* [O QUE FAZER]:
**1.** Enumere todas as pessoas identificadas pelo nome no excerto sobre a entrevista de José Sócrates.
**2.** Reescreva como lista JSON de strings, uma por linha e sem linhas em branco, tudo o que está nos registos desde a linha que contém "I would be grateful if you could indicate the vegetated" até ao fim dos registos.

* [EXCERTO DO TEXTO]:
**********

A entrevista começou com uma declaração ao que não vem. Voltar à televisão não é um trampolim para o regresso à política activa. “Não tenho nenhum plano para regressar à vida política activa”, disse José Sócrates, recusando ter o desejo ou o plano de ser candidato a qualquer cargo político.

“Não são só os políticos, mas os jornalistas políticos que estão viciados na politiquice”, disse Sócrates, sobre a especulação que o seu regresso motivou. “A minha única preocupação é participar no debate político.”

Sócrates justificou a quebra de um silêncio de dois anos por este ser "o tempo de tomar a palavra". "Não aceito ser confrontado com todas as responsabilidades que me querem atribuir", disse o ex-primeiro-ministro, acusando a direita de ter construído "uma narrativa sem contraditório" acusando-o de ser responsável pela crise em Portugal.

O antigo primeiro-ministro recusou, por outro lado, pedir desculpa pelos actos do seu Governo ou por ter pedido ajuda externa. Embora admita erros – "só não comete erros quem não faz nada" –, Sócrates argumentou que "foram os mercados financeiros que provocaram a crise": "Tudo isto começou com comportamento desonesto e ganancioso dos mercados."

Mas então quais são as responsabilidades dos Governos de Sócrates na crise?, perguntaram os entrevistadores da RTP. "Assumo todas as responsabilidades da minha governação, mas não aquelas que me querem atribuir à força", respondeu Sócrates, que evitou críticas a António José Seguro.

Sobre o recurso à ajuda internacional, insistiu na ideia de que os responsáveis foram o PSD e a restante oposição: "O que nos levou ao pedido de ajuda externa foi a crise política e o chumbo do PEC IV." 

Ataque a Cavaco Silva
Outro dos pontos fortes da entrevista foi a relação com o Presidente da República. Assim que o nome de Cavaco Silva surgiu na conversa, Sócrates quis de imediato responder às acusações de deslealdade feitas no prefácio do livro Roteiros, afirmando que não reconhece “nenhuma autoridade moral” ao Presidente da República “para dar lições de lealdade institucional”.

**********

* [DADOS DE ENTRADA]:

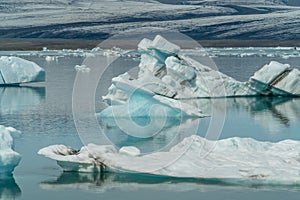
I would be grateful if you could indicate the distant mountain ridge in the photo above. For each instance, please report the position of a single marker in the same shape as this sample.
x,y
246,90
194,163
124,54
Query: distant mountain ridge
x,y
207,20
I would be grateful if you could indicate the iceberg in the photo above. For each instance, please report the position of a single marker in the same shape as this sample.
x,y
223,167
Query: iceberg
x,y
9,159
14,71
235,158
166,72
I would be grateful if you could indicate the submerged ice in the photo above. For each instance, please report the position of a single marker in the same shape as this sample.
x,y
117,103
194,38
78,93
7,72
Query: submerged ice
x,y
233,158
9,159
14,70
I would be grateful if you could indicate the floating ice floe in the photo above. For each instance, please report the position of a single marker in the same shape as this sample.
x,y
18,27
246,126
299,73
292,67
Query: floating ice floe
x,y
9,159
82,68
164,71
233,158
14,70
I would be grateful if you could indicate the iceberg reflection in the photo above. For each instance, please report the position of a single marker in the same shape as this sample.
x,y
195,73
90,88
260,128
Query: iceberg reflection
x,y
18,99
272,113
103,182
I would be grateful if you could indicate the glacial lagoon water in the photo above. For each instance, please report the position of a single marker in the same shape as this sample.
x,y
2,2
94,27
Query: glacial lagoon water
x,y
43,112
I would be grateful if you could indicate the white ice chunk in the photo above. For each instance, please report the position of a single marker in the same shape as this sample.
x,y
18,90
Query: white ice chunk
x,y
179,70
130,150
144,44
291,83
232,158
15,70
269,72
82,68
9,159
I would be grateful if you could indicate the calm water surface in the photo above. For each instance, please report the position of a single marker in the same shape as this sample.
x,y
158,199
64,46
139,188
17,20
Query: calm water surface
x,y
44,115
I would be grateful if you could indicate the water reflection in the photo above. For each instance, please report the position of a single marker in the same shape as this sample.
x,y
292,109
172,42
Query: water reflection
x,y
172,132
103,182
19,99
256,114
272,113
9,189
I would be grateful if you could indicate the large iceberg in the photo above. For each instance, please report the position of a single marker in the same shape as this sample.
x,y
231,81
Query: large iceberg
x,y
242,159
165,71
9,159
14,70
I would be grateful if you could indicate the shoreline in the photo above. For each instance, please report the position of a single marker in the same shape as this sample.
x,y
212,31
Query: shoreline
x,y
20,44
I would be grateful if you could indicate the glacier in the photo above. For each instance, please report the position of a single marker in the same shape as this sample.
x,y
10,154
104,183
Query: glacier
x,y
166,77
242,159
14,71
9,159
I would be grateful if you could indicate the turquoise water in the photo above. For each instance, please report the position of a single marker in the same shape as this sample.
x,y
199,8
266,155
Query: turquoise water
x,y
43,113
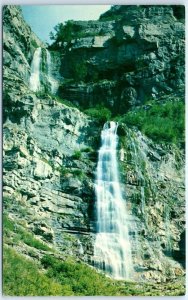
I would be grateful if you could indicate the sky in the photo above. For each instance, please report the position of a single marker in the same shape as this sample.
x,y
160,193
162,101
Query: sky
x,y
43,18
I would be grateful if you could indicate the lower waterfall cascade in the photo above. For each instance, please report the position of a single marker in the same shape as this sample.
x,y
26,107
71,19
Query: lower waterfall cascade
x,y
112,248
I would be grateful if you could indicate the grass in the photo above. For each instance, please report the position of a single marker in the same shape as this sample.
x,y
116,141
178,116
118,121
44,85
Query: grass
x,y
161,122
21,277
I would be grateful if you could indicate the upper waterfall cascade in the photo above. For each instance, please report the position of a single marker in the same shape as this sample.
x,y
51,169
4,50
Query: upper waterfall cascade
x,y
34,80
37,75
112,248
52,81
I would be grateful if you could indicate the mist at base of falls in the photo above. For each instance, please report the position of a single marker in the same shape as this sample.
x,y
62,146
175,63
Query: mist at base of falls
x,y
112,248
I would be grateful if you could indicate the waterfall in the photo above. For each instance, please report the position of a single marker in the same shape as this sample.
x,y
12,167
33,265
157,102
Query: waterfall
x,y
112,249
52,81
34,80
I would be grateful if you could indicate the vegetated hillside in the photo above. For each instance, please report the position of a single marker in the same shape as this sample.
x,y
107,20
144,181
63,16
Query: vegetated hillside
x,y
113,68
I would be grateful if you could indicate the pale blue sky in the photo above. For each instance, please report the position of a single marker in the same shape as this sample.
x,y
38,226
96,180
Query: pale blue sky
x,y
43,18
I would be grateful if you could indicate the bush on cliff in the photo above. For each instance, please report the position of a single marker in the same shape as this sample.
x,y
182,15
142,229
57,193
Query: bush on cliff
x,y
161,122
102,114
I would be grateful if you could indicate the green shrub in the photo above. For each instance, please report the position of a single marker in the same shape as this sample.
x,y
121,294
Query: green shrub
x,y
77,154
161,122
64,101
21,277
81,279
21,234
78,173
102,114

**********

* [RESULTADOS DO EXERCÍCIO]:
**1.**
José Sócrates
António José Seguro
Cavaco Silva

**2.**
[
  "I would be grateful if you could indicate the vegetated hillside in the photo above. For each instance, please report the position of a single marker in the same shape as this sample.",
  "x,y",
  "107,20",
  "144,181",
  "63,16",
  "Query: vegetated hillside",
  "x,y",
  "113,68",
  "I would be grateful if you could indicate the pale blue sky in the photo above. For each instance, please report the position of a single marker in the same shape as this sample.",
  "x,y",
  "38,226",
  "96,180",
  "Query: pale blue sky",
  "x,y",
  "43,18",
  "I would be grateful if you could indicate the bush on cliff in the photo above. For each instance, please report the position of a single marker in the same shape as this sample.",
  "x,y",
  "182,15",
  "142,229",
  "57,193",
  "Query: bush on cliff",
  "x,y",
  "161,122",
  "102,114",
  "I would be grateful if you could indicate the green shrub in the photo above. For each instance, please report the position of a single marker in the same shape as this sample.",
  "x,y",
  "121,294",
  "Query: green shrub",
  "x,y",
  "77,154",
  "161,122",
  "64,101",
  "21,277",
  "81,279",
  "21,234",
  "78,173",
  "102,114"
]